Records supplied start

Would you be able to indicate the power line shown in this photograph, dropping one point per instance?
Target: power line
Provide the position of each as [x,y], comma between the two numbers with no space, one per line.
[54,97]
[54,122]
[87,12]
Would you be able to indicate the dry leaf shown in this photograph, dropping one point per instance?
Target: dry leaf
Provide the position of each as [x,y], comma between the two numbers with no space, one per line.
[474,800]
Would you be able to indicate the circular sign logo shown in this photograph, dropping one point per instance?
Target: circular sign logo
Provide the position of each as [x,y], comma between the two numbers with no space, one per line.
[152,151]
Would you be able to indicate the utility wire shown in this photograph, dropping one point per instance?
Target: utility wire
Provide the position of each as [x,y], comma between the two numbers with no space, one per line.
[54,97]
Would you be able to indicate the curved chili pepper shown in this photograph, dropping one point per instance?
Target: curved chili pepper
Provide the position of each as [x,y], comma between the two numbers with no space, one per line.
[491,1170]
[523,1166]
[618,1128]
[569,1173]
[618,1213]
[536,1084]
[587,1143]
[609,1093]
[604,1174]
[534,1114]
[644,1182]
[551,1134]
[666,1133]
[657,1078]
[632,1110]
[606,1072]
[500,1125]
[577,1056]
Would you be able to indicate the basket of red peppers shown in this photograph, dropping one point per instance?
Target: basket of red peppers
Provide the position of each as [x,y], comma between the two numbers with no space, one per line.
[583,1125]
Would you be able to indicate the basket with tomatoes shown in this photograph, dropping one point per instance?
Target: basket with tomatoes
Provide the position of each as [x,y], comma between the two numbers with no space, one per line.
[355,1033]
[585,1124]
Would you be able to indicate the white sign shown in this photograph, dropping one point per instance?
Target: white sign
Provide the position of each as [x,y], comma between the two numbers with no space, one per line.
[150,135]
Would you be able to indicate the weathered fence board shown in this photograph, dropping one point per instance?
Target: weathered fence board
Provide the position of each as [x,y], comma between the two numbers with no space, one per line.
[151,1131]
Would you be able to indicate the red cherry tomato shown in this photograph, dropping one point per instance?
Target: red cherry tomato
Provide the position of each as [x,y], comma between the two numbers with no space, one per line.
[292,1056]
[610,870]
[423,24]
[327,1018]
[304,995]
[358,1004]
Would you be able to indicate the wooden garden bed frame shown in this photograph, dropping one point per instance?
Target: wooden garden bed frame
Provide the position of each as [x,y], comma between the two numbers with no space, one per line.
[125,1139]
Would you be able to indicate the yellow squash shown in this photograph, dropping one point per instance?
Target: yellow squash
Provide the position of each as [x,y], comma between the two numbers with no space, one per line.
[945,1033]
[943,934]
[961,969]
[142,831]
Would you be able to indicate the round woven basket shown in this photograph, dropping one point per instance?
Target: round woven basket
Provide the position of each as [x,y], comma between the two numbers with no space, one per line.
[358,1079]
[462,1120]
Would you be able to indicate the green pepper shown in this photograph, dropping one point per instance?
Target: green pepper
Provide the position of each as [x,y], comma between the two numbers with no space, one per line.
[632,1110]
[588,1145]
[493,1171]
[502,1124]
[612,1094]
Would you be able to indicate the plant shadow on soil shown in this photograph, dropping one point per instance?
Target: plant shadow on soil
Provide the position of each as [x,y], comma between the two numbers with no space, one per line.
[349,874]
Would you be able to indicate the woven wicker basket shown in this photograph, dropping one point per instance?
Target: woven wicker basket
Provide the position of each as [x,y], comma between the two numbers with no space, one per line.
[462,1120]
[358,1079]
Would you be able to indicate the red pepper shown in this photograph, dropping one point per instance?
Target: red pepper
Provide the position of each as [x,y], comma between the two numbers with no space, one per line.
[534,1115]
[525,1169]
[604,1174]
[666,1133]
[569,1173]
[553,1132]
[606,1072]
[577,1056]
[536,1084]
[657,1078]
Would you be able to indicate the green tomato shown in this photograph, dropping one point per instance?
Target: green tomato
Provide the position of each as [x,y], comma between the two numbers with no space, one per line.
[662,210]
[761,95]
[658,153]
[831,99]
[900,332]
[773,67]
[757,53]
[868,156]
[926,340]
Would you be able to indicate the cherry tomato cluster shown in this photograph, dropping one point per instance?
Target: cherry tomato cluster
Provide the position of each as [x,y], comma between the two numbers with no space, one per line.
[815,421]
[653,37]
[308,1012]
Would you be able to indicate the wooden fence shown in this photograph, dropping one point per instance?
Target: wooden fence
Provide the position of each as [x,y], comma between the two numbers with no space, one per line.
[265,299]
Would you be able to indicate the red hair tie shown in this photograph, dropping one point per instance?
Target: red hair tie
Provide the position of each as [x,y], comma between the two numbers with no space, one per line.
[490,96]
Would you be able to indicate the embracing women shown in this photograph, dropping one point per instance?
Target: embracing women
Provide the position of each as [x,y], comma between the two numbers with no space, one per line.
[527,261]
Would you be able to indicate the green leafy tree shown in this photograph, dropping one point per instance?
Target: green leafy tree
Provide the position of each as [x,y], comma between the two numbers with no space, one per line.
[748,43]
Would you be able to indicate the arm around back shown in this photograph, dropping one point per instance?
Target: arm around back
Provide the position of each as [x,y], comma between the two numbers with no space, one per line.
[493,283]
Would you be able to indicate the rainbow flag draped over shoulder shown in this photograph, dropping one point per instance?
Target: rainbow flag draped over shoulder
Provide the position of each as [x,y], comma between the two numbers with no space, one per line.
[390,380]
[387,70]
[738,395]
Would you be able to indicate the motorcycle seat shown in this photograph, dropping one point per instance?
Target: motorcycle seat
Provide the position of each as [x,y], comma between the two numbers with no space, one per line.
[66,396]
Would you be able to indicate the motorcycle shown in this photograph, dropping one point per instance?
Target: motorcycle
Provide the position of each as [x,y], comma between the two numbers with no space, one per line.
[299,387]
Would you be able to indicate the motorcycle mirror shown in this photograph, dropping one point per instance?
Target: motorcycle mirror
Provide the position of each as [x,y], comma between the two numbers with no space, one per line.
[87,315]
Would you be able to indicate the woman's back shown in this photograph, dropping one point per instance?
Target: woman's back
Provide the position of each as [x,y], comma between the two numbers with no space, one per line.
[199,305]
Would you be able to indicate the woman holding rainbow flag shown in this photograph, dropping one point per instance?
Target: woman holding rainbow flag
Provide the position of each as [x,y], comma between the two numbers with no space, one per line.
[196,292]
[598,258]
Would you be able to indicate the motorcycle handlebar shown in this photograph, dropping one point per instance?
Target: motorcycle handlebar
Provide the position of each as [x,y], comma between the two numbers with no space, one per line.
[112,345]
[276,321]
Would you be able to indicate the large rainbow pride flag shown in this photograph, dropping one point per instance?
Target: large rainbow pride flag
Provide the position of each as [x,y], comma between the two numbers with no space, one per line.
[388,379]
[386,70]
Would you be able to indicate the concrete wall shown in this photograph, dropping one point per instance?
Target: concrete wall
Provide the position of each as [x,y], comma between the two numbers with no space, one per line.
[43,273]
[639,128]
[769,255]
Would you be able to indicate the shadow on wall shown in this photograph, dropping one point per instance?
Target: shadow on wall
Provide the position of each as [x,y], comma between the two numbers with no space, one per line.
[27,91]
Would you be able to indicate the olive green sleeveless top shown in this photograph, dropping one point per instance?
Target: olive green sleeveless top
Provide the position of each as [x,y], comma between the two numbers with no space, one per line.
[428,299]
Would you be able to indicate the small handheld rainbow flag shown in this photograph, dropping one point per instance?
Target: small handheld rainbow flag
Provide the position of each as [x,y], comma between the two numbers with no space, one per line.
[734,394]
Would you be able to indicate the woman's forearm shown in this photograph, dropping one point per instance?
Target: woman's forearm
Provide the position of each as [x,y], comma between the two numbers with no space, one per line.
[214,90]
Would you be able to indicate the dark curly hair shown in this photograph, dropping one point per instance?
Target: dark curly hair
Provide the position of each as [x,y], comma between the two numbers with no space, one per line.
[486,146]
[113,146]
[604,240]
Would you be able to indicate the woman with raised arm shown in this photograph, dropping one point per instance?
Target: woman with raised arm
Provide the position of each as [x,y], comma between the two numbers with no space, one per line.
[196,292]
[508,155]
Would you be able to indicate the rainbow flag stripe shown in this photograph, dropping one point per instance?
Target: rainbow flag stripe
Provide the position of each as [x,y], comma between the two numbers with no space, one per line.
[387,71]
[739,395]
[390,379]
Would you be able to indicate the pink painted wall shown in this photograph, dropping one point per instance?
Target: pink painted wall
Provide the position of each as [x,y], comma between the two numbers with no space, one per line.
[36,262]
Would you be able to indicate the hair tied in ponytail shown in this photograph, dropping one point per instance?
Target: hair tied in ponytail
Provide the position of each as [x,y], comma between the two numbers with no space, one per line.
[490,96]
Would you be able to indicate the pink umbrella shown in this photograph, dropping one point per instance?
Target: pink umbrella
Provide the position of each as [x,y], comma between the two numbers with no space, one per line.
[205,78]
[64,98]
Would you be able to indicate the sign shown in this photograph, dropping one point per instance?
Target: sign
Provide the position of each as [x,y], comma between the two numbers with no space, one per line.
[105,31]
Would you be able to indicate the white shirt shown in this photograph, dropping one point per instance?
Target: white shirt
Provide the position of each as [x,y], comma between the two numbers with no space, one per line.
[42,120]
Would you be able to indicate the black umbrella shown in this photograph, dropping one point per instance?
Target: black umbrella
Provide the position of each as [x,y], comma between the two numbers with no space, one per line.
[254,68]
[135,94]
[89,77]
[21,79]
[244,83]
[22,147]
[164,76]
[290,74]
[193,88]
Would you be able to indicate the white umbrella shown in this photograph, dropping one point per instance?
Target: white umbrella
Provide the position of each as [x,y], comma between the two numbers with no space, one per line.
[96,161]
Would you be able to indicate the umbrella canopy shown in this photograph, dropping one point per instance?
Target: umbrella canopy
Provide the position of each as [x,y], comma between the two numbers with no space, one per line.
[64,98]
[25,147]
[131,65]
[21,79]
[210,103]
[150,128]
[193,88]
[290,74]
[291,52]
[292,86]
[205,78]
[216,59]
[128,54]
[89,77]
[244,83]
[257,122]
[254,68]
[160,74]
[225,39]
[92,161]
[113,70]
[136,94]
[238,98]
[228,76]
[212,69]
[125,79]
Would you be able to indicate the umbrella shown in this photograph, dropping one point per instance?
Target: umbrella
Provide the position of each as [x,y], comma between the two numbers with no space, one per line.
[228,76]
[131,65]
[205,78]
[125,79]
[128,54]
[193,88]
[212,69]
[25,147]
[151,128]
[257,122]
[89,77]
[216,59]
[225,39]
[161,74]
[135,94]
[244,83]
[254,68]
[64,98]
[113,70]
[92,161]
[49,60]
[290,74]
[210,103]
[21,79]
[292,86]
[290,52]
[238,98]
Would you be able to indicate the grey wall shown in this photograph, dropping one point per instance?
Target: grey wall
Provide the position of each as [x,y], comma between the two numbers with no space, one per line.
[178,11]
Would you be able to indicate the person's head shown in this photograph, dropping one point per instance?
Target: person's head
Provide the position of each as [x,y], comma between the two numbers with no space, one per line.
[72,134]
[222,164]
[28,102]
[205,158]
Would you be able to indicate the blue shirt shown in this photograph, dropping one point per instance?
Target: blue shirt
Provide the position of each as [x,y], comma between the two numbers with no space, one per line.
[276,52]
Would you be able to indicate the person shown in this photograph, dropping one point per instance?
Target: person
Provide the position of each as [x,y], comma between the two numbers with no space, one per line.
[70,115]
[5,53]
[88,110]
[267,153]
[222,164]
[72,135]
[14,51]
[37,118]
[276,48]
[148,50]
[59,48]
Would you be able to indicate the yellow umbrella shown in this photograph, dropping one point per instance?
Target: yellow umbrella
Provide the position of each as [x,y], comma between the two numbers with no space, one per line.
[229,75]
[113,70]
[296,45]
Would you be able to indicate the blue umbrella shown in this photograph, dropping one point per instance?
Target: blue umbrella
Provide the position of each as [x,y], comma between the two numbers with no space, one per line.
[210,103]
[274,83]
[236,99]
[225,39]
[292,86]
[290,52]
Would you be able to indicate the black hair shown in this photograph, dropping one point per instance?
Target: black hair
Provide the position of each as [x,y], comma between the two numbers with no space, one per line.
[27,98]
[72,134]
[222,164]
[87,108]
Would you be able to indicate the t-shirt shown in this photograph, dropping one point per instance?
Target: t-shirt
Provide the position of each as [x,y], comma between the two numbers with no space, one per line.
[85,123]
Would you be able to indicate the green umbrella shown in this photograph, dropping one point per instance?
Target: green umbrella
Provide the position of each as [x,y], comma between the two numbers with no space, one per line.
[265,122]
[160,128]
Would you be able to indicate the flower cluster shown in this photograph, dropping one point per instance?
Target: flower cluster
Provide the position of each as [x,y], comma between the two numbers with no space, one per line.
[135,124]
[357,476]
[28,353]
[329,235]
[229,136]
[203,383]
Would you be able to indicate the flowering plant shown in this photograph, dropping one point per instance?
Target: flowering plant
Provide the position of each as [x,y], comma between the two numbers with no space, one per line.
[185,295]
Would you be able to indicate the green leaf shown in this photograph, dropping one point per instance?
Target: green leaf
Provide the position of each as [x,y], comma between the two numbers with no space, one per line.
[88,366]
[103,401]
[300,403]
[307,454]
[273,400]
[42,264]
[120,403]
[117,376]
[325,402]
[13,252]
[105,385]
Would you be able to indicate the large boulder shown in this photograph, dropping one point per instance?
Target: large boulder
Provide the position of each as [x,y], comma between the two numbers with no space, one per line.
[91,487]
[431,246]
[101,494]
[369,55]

Records supplied end

### Instructions for the task
Starting with the line that contains "Would you be able to indicate the green umbrella", output every line through the end of the listing above, unchanged.

### Answer in full
Would you be able to indicate the green umbrella shown in this photograph, dropping one point per instance?
Target: green umbrella
Provide the position of each as [x,y], comma between the two numbers with no space, one per line.
[265,122]
[160,128]
Would you be able to indicate the flower cluster shown in this photograph, dropping one point per instance?
Target: flower cluster
Provide the position of each as [x,y], comma between the two numbers with no space, one per line.
[135,124]
[357,476]
[28,353]
[329,235]
[229,136]
[203,383]
Would you be able to indicate the flowering plant shown in this photograph, dropping one point per instance?
Target: flowering plant
Provide the position of each as [x,y], comma between the two numbers with no space, one per line.
[185,295]
Would you be able to indicate the green leaf shown in this photograph, dropping one point per instance?
Target: green leaf
Provide the position of each as [x,y], comma between the two numbers with no space, one per line.
[88,366]
[103,401]
[300,403]
[307,454]
[273,400]
[42,264]
[120,403]
[117,376]
[325,402]
[13,252]
[105,385]
Would you be able to indicate the large boulder shown in this photograph, dropping one point per instance?
Target: large boulder
Provide the position of each as [x,y], comma between the two numbers with no space, one per line.
[91,487]
[431,246]
[101,494]
[369,55]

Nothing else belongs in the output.